Extract provided:

_ _ _

Monthly Archives: April 2009

Notes from Stephen Wolfram webcast

These are my raw notes from the session with Stephen Wolfram on the pre-launch of the Wolfram Alpha service at the Berkman center. Unfortunately, I was on a really bad Internet connection and only got the sound, and missed the first 20 minutes or so running around trying to find something better.

Notes from Stephen Wolfram on Alpha debut

…discussion of queries:
– nutrition in a slice of cheddar
– height of Mount Everest divided by length of Golden Gate bridge
– what’s the next item in this sequence
– type in a random number, see what it knows about it
– "next total solar eclipse"

What is the technology?
– computes things, it is harder to find answers on the web the more specifically you ask
– instead, we try to compute using all kinds of formulas and models created from science and package it so that we can walk up to a web site and have it provide the answer

– four pieces of technology:
— data curation, trillions of pieces of curated data, free/licensed, feeds, verify and clean this (curate), built industrial data curation line, much of it requires human domain expertise, but you need curated data
— algorithms: methods and models, expressed in Mathematica, there is a finite number of methods and models, but it is a large number…. now 5-6 million lines of math code
— linguistic analysis to understand input, no manual or documentation, have to interpret natural language. This is a little bit different from trad NL processing. working with more limited set of symbols and words. Many new methods, has turned out that ambiguity is not such a bit problem once we have mapped it onto a symbolic representation
— ability to automate presentation of things. What do you show people so they can cognitively grasp what you are, requires computational esthetics, domain knowledge.

Will run on 10k CPUs, using Grid Mathematica.
90% of the shelves in a typical reference library we have a decent start on
provide something authoritative and then give references to something upstream that is
know about ranges of values for things, can deal with that
try to give footnotes as best we can

Q: how do you deal with keeping data current
– many people have data and want to make it available
– mechanism to contribute data and mechanism for us to audit it

first instance is for humans to interact with it
there will be a variance of APIs,
intention to have a personalizable version of Alpha
metadata standards: when we open up our data repository mechanism, wn we use that can make data available

Questions from audience:

Differences of opinion in science?
– we try to give a footnote
– Most people are not exposed to science and engineering, you can do this without being a scientist

How much will you charge for this?
– website will be free
– corporate sponsors will be there as well, in sidebars
– we will know what kind of questions people ask, how can we ingest vendor information and make it available, need a wall of auditing
– professional version, subscription service

Can you combine databases, for instance to compute total mass of people in England?
– probably not automatically…
– can derive it
– "mass of people in England"
– we are working on the splat page, what happens when it doesn’t know, tries to break the query down into manageable parts
300th largest country in Europe? – answers "no known countries"

Data sources? Population of Internet users. how do you choose?
– identifying good sources is a key problem
– we try do it well, use experts, compare
– US government typically does a really good job
– we provide source information
– have personally been on the phone with many experts, is the data knowable?
– "based on available mortality data" or something

Technology focus in the future, aside from data curation?

_ _ _

[Pointing and labeling entries]
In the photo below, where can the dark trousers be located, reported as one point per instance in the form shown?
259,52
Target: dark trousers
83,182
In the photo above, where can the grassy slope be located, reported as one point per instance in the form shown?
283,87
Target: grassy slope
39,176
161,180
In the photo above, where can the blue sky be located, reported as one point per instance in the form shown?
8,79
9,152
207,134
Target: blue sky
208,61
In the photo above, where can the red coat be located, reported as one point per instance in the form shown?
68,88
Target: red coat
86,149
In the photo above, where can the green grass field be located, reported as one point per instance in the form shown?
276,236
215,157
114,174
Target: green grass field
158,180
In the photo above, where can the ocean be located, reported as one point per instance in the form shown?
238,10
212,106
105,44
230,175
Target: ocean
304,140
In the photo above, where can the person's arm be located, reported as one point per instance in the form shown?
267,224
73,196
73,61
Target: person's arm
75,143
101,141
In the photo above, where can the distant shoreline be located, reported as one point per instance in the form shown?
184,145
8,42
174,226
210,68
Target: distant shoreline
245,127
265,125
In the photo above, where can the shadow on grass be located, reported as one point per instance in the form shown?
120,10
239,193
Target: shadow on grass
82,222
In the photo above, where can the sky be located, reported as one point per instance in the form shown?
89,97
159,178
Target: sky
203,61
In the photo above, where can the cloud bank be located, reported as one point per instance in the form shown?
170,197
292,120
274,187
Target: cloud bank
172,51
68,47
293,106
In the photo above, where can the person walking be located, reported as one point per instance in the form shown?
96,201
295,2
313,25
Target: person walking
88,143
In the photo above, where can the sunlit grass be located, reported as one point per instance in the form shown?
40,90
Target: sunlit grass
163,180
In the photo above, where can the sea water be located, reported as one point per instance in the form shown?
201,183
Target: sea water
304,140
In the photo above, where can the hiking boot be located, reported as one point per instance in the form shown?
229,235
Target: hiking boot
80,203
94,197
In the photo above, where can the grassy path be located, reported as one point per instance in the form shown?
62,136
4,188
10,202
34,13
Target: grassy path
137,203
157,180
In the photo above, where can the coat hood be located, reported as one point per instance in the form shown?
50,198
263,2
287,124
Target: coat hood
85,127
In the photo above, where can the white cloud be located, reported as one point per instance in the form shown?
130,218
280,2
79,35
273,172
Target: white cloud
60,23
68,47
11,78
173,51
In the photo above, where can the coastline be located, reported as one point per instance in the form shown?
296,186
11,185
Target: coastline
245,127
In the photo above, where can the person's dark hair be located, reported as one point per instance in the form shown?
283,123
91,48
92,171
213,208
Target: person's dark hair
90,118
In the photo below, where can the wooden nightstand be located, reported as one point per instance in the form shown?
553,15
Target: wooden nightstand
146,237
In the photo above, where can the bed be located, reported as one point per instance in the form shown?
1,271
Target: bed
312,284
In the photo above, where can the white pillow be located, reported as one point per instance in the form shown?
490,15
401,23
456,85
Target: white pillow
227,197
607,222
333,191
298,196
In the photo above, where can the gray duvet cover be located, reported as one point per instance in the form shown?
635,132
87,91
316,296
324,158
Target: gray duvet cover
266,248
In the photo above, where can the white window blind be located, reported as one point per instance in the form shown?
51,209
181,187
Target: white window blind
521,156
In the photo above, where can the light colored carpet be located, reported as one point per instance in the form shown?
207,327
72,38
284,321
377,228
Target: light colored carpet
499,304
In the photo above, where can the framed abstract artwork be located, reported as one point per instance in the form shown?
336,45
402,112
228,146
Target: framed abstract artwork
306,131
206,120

_ _ _

Directions:
• 1. Answer these questions using the webcast notes:
(a) On how many CPUs will the service run?
(b) How many lines of math code do the algorithms now comprise?
(c) What does the service answer when asked for the 300th largest country in Europe?
• 2. In the webcast notes, transcribe the passage that opens with the words "Differences of opinion" and closes with "charge for this?".

Outputs for the tasks:
• 1.
(a) 10k CPUs, using Grid Mathematica.
(b) 5-6 million lines.
(c) "no known countries"

• 2.
Differences of opinion in science?
– we try to give a footnote
– Most people are not exposed to science and engineering, you can do this without being a scientist

How much will you charge for this?